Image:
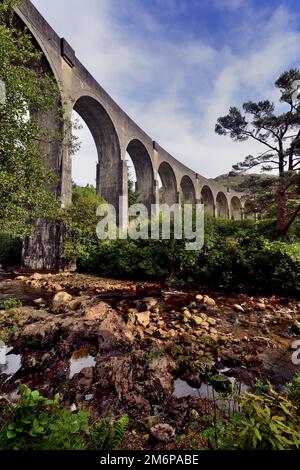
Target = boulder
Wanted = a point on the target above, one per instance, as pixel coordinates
(97, 312)
(238, 308)
(163, 433)
(209, 301)
(39, 302)
(295, 328)
(199, 298)
(37, 277)
(197, 320)
(60, 301)
(143, 318)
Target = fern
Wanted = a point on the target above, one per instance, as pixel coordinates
(106, 436)
(121, 428)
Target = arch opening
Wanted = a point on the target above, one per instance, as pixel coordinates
(84, 162)
(222, 206)
(236, 208)
(208, 200)
(248, 211)
(169, 193)
(142, 172)
(187, 189)
(108, 170)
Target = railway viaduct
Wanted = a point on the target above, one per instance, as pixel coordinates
(115, 134)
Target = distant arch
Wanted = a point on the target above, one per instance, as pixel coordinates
(188, 190)
(208, 200)
(169, 184)
(236, 208)
(222, 205)
(107, 144)
(248, 211)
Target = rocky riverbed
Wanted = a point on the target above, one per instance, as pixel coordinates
(163, 356)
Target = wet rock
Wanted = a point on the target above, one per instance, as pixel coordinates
(162, 433)
(163, 369)
(39, 302)
(209, 301)
(97, 312)
(143, 318)
(152, 421)
(186, 316)
(150, 302)
(295, 328)
(260, 306)
(199, 298)
(60, 302)
(238, 308)
(197, 320)
(37, 277)
(84, 379)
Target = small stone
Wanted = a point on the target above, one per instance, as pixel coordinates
(162, 433)
(186, 316)
(199, 298)
(143, 318)
(152, 421)
(60, 300)
(260, 306)
(197, 320)
(39, 302)
(295, 328)
(150, 301)
(209, 301)
(37, 277)
(205, 325)
(238, 307)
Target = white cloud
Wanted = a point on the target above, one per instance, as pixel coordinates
(177, 90)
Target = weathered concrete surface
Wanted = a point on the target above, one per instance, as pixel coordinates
(115, 133)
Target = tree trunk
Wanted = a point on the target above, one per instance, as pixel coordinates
(281, 205)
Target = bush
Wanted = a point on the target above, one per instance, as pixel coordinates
(235, 254)
(268, 421)
(9, 304)
(10, 251)
(36, 423)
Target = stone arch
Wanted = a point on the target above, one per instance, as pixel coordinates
(248, 212)
(208, 200)
(51, 119)
(144, 171)
(188, 190)
(222, 208)
(110, 166)
(236, 208)
(169, 184)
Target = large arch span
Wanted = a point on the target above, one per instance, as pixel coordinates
(115, 135)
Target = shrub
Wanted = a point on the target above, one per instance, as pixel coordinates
(9, 304)
(267, 421)
(10, 250)
(37, 423)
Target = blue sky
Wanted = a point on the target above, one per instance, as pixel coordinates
(175, 66)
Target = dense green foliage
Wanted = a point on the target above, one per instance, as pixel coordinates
(10, 303)
(23, 176)
(279, 135)
(10, 250)
(37, 423)
(81, 221)
(236, 254)
(264, 420)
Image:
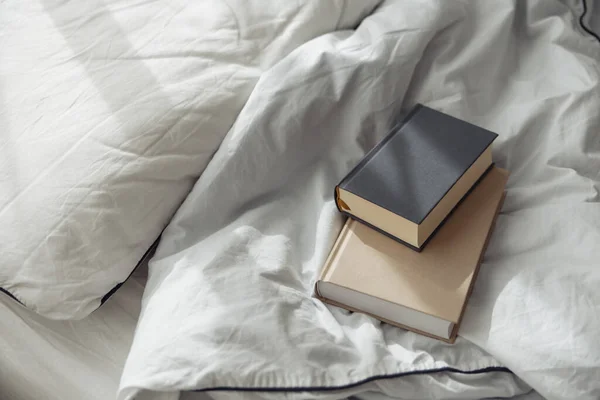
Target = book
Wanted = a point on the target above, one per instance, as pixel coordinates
(426, 291)
(410, 182)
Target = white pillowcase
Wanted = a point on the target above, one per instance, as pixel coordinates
(109, 111)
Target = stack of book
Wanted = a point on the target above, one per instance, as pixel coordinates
(421, 206)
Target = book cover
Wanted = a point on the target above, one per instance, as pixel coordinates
(425, 292)
(411, 181)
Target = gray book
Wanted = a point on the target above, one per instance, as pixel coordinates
(411, 181)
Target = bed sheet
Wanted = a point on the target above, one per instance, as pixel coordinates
(70, 360)
(63, 360)
(245, 247)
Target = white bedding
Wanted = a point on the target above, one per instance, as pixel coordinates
(228, 303)
(109, 111)
(70, 360)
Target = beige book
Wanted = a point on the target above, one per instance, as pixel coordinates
(424, 292)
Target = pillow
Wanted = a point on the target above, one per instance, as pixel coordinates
(110, 110)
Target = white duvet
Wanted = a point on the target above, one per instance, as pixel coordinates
(109, 111)
(228, 305)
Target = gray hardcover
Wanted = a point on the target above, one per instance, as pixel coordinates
(411, 170)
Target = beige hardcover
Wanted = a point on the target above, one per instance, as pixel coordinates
(436, 281)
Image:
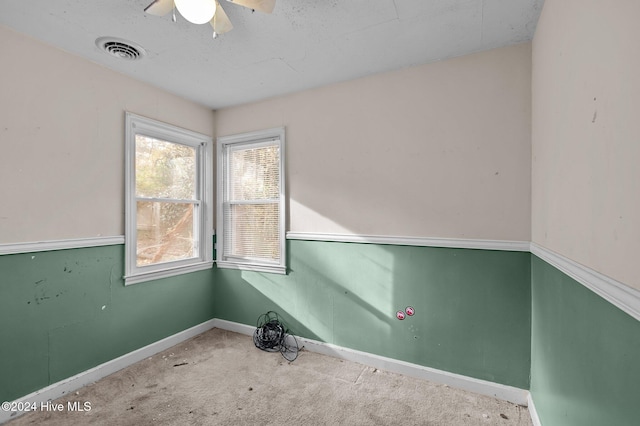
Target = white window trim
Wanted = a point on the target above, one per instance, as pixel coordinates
(256, 137)
(135, 124)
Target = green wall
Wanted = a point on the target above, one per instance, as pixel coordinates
(66, 311)
(494, 315)
(472, 306)
(585, 367)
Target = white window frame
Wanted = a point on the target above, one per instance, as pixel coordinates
(256, 138)
(134, 125)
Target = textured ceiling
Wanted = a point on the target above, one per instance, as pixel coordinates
(302, 44)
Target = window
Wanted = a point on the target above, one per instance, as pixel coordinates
(251, 201)
(169, 212)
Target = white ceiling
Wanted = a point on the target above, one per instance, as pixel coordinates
(302, 44)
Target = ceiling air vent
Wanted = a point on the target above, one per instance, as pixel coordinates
(120, 48)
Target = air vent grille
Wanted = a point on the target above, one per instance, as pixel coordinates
(122, 49)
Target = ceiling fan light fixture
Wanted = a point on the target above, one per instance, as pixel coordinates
(196, 11)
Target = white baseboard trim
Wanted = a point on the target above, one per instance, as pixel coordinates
(483, 387)
(503, 245)
(36, 246)
(615, 292)
(532, 411)
(63, 387)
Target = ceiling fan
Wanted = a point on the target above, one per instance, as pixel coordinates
(203, 11)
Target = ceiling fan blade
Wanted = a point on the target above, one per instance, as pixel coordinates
(265, 6)
(220, 22)
(159, 7)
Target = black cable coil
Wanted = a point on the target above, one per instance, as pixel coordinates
(272, 336)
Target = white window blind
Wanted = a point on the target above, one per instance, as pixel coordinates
(251, 205)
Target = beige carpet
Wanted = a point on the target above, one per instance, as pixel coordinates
(221, 378)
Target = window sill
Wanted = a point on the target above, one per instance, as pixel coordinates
(165, 273)
(275, 269)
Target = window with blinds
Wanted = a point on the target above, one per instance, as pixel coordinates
(251, 201)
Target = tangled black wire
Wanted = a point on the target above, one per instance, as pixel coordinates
(272, 336)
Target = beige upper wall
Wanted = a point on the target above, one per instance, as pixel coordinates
(586, 134)
(62, 140)
(439, 150)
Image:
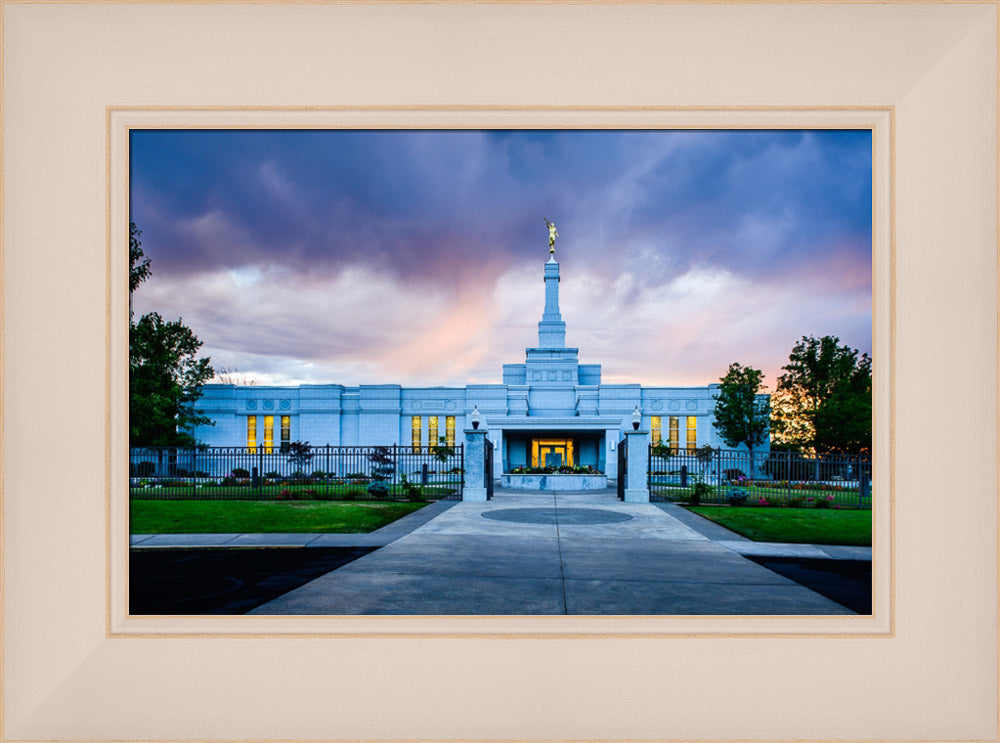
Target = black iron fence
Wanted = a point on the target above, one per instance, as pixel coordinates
(321, 472)
(767, 478)
(488, 465)
(622, 468)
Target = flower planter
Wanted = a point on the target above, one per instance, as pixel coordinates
(554, 482)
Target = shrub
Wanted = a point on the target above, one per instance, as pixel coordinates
(378, 489)
(353, 493)
(412, 491)
(700, 490)
(736, 497)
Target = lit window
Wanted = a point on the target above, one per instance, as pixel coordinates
(655, 428)
(268, 433)
(286, 431)
(251, 432)
(417, 426)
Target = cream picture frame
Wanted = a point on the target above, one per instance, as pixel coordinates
(77, 76)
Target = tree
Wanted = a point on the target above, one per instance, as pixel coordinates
(165, 381)
(825, 397)
(741, 412)
(139, 269)
(165, 374)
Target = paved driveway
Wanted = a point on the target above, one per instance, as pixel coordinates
(535, 553)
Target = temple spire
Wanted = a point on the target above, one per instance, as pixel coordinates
(551, 330)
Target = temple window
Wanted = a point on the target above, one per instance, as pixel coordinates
(268, 433)
(674, 432)
(251, 432)
(655, 426)
(286, 431)
(417, 429)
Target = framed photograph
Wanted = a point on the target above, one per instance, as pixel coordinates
(921, 77)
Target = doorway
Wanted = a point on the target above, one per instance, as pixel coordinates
(552, 452)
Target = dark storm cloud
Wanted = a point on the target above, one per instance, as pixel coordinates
(355, 248)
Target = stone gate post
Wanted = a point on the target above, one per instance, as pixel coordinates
(637, 470)
(475, 465)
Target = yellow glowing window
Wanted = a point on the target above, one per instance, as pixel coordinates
(417, 429)
(655, 429)
(251, 432)
(286, 431)
(268, 433)
(551, 452)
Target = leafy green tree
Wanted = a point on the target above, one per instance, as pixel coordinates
(165, 381)
(139, 269)
(825, 397)
(165, 374)
(741, 412)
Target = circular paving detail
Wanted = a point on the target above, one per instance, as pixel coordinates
(562, 516)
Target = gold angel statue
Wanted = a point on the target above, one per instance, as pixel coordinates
(552, 235)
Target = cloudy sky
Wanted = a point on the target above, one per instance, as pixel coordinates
(415, 257)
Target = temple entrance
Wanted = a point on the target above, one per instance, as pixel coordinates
(552, 452)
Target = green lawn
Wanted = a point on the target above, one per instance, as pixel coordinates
(804, 525)
(235, 516)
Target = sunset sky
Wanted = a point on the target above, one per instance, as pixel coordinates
(415, 257)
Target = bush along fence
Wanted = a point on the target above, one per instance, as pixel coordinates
(298, 472)
(779, 478)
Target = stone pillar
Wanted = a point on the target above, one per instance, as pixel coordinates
(637, 475)
(475, 465)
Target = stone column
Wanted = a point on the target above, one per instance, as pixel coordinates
(475, 465)
(637, 474)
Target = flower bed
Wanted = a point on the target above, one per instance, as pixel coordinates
(553, 481)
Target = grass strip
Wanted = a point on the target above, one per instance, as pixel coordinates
(263, 517)
(796, 525)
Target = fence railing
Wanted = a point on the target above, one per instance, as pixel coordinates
(322, 472)
(766, 478)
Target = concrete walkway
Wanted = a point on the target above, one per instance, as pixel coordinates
(543, 553)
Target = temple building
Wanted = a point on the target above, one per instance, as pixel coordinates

» Task statement:
Render the records as a JSON list of strings, one string per line, from the line containing "Target = stone column" through the last line of the records, both included. Leave out blank lines.

» Task answer:
[
  "Target = stone column",
  "Wanted = a point on the target above, one per instance, as pixel coordinates",
  "(475, 465)",
  "(637, 474)",
  "Target = flower bed",
  "Wanted = a point on the target above, one per instance, as pixel coordinates",
  "(553, 481)",
  "Target = grass strip",
  "Wanted = a point on the target above, one per instance, as pixel coordinates",
  "(263, 517)",
  "(796, 525)",
  "Target = fence railing",
  "Wanted = a point on the target above, one per instance, as pixel coordinates",
  "(322, 472)",
  "(766, 478)",
  "Target = concrete walkway",
  "Wanted = a point on the target above, one per instance, as pixel coordinates",
  "(543, 553)",
  "Target = temple building",
  "Wanted = a point on the target above, one per instance, as pixel coordinates"
]